**Problem details:**
What is needed is an exact copy of the whole listing below, with no pictures.

● ● ●

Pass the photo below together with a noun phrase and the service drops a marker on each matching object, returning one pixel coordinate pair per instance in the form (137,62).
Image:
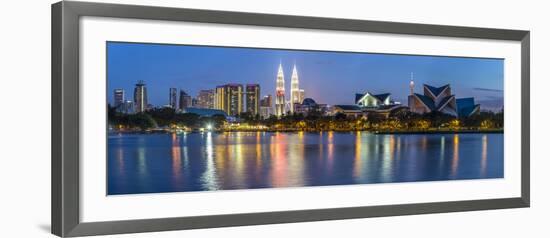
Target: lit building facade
(442,100)
(173,98)
(280,93)
(294,89)
(266,106)
(253,98)
(185,100)
(118,96)
(140,97)
(229,99)
(206,99)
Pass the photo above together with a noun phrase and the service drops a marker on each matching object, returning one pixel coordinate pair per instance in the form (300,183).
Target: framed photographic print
(168,119)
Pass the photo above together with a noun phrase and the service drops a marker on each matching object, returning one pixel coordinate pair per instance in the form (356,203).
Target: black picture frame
(65,118)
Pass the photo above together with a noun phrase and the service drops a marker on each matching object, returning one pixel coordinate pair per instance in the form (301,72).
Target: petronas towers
(296,94)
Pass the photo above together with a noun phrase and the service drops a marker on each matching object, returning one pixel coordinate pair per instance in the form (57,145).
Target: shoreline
(429,131)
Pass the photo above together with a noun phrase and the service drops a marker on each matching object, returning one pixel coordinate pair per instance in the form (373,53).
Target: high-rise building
(206,99)
(229,98)
(127,107)
(301,95)
(185,100)
(118,97)
(173,98)
(280,93)
(294,89)
(266,106)
(253,98)
(140,97)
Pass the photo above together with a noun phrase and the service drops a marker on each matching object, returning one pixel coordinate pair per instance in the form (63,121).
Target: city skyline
(328,77)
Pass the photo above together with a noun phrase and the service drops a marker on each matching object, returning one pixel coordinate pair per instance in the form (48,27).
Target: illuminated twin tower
(296,94)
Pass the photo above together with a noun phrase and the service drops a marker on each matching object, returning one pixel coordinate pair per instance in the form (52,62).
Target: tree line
(315,120)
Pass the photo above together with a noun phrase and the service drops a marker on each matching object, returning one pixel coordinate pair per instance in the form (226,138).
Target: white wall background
(25,137)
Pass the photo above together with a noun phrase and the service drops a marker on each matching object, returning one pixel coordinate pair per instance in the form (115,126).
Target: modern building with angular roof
(372,100)
(442,100)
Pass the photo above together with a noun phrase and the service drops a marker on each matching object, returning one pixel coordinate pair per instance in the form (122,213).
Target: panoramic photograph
(187,118)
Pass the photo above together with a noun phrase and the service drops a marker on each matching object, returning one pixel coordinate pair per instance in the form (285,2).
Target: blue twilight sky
(327,77)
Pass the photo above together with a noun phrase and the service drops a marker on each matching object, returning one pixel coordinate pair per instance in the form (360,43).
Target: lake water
(155,163)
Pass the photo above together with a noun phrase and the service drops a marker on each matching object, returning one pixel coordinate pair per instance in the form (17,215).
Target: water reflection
(483,155)
(176,159)
(456,144)
(237,160)
(209,178)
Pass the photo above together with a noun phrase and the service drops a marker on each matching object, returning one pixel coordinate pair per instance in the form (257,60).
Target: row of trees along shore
(400,121)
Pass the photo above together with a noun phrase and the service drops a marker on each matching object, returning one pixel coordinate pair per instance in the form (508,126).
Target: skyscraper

● ● ●

**Solution below:**
Pass the photo below together with a noun phrase and the service drops a marker on each matching object, returning one pixel coordinate pair per instance in the form (137,62).
Image:
Target: lit building facade
(442,100)
(173,98)
(280,93)
(294,89)
(266,106)
(253,98)
(185,100)
(118,96)
(140,97)
(229,99)
(206,99)
Pass the photo above together with a noun phrase and the service drops a marker on each matching object, returning one pixel coordinate pair per instance in the form (300,183).
Target: framed photographic print
(168,119)
Pass the photo above together with a noun phrase and the service drops a marker on each matching object, returning one pixel coordinate pair per instance in the form (356,203).
Target: black picture frame
(65,118)
Pass the photo above together with a noun phrase and the service drops a marker on each matching object, returning one pixel coordinate pair per instance in the form (301,72).
Target: petronas towers
(296,94)
Pass the photo above together with a noun phrase and the service drops a marker on each matching object, returning one pixel coordinate pair per instance in the form (57,145).
Target: shoreline
(429,131)
Pass the photo above together with a noun phrase and the service drops a marker on each matching object, returning one pixel coordinate pair per instance in the form (373,53).
Target: high-rise building
(206,99)
(229,98)
(127,107)
(301,95)
(185,100)
(118,97)
(173,98)
(280,93)
(294,89)
(266,106)
(253,98)
(140,97)
Pass the photo above together with a noun phrase and the service drops a marker on each matching object, returning one pixel coordinate pair per instance in the form (63,121).
Target: city skyline
(328,77)
Pass the photo above together with a noun phrase and the service drops a marker on each matching object, returning one pixel coordinate pair per instance in the form (48,27).
Target: illuminated twin tower
(296,94)
Pass the photo above together with a noun phrase and the service drops a marker on each matching object, returning one pixel coordinate pair per instance in the form (52,62).
Target: tree line
(315,120)
Pass the photo above together with a noun phrase and the service drops a marker on each matching object, returning one pixel coordinate pair per instance in the form (226,138).
Target: white wall background
(25,137)
Pass the photo above together with a noun phrase and the service drops a marker on each matching object, returning one pixel coordinate pair per instance in the form (115,126).
Target: modern building with angular roof
(372,100)
(442,100)
Pass the photo above together with a noun phrase and the service drops a marker on each matching object, returning one pixel coordinate pair per instance in the form (122,213).
Target: panoramic photograph
(187,118)
Pass the photo above together with a noun phrase and the service drops a marker on each matching object, returning one pixel coordinate pair per instance in the form (285,2).
Target: blue twilight sky
(327,77)
Pass the photo above together with a noun phrase and the service drops a marker on each matching object, returning one pixel coordinate pair per instance in the form (360,43).
Target: lake water
(155,163)
Pass the photo above together with a noun phrase and the service drops a marker on each matching object, returning one pixel coordinate pair per instance in the form (17,215).
Target: water reflection
(483,155)
(176,159)
(456,144)
(237,160)
(209,178)
Pass the photo above together with a noun phrase and the service drops a marker on each matching object, returning one pixel coordinate pair per instance in the form (257,60).
Target: row of trees along shore
(400,121)
Pass the photo above together with a noun phrase and the service drops a marker on each matching object, returning one pixel coordinate pair per instance in the form (508,126).
Target: skyscraper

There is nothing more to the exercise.